*What to produce*
Pull out every one of the following lines and reproduce them word for word.
---------- Information provided
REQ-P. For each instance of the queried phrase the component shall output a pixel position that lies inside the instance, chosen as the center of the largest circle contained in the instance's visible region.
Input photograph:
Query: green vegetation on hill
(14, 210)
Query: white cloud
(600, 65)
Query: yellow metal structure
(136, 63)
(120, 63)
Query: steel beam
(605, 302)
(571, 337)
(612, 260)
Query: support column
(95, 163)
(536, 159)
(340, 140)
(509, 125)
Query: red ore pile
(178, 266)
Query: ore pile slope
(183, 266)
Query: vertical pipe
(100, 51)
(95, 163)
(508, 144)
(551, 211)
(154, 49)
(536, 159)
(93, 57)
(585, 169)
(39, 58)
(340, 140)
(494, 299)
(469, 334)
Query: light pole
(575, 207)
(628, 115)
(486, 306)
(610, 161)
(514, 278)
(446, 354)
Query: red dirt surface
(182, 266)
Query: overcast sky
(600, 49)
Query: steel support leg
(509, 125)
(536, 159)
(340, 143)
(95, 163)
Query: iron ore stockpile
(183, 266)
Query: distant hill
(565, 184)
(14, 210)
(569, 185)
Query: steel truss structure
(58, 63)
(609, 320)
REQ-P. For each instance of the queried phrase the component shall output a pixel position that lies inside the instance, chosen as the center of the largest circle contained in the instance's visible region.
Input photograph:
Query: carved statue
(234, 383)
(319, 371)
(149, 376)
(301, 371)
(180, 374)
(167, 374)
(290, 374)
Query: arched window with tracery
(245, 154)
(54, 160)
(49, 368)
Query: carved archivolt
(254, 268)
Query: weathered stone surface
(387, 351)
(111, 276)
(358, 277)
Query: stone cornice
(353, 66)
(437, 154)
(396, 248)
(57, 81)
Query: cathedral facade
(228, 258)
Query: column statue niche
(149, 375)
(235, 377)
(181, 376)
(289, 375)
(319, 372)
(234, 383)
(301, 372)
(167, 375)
--------------------
*Answer in full*
REQ-P. For each instance of the queried phrase the component shall output a pixel position that lies inside the instance, chosen as the center of the largest circle contained in the instance's visible region.
Input photograph:
Query: green vegetation on hill
(14, 210)
Query: white cloud
(600, 65)
Query: yellow metal structure
(136, 63)
(120, 63)
Query: steel beam
(605, 302)
(571, 337)
(612, 260)
Query: support column
(95, 163)
(536, 159)
(340, 140)
(509, 125)
Query: red ore pile
(178, 266)
Query: ore pile slope
(183, 266)
Query: vertical pipe
(100, 51)
(95, 163)
(508, 144)
(551, 211)
(154, 49)
(536, 159)
(93, 57)
(585, 169)
(39, 58)
(340, 140)
(494, 299)
(469, 334)
Query: light pole
(575, 207)
(628, 115)
(486, 306)
(610, 161)
(514, 278)
(446, 354)
Query: red dirt surface
(182, 266)
Query: overcast sky
(600, 49)
Query: steel support leg
(509, 125)
(536, 159)
(340, 143)
(95, 163)
Query: iron ore stockpile
(183, 266)
Query: distant hill
(565, 184)
(14, 210)
(569, 185)
Query: steel truss structure
(58, 63)
(609, 320)
REQ-P. For each instance of the queried phrase the component shall output a pixel position that lies inside the instance, chosen as the center of the largest circle contained in the instance's visible region.
Input photograph:
Query: carved statue
(234, 383)
(319, 371)
(149, 376)
(301, 371)
(180, 374)
(167, 374)
(290, 374)
Query: arched window with tracery
(245, 154)
(54, 160)
(49, 368)
Query: carved archivolt
(254, 268)
Query: weathered stone surface
(387, 351)
(111, 276)
(358, 277)
Query: stone cornice
(353, 66)
(437, 154)
(396, 248)
(57, 81)
Query: cathedral facade
(228, 258)
Query: column statue niche
(149, 375)
(235, 377)
(181, 376)
(289, 375)
(319, 372)
(234, 383)
(301, 372)
(167, 375)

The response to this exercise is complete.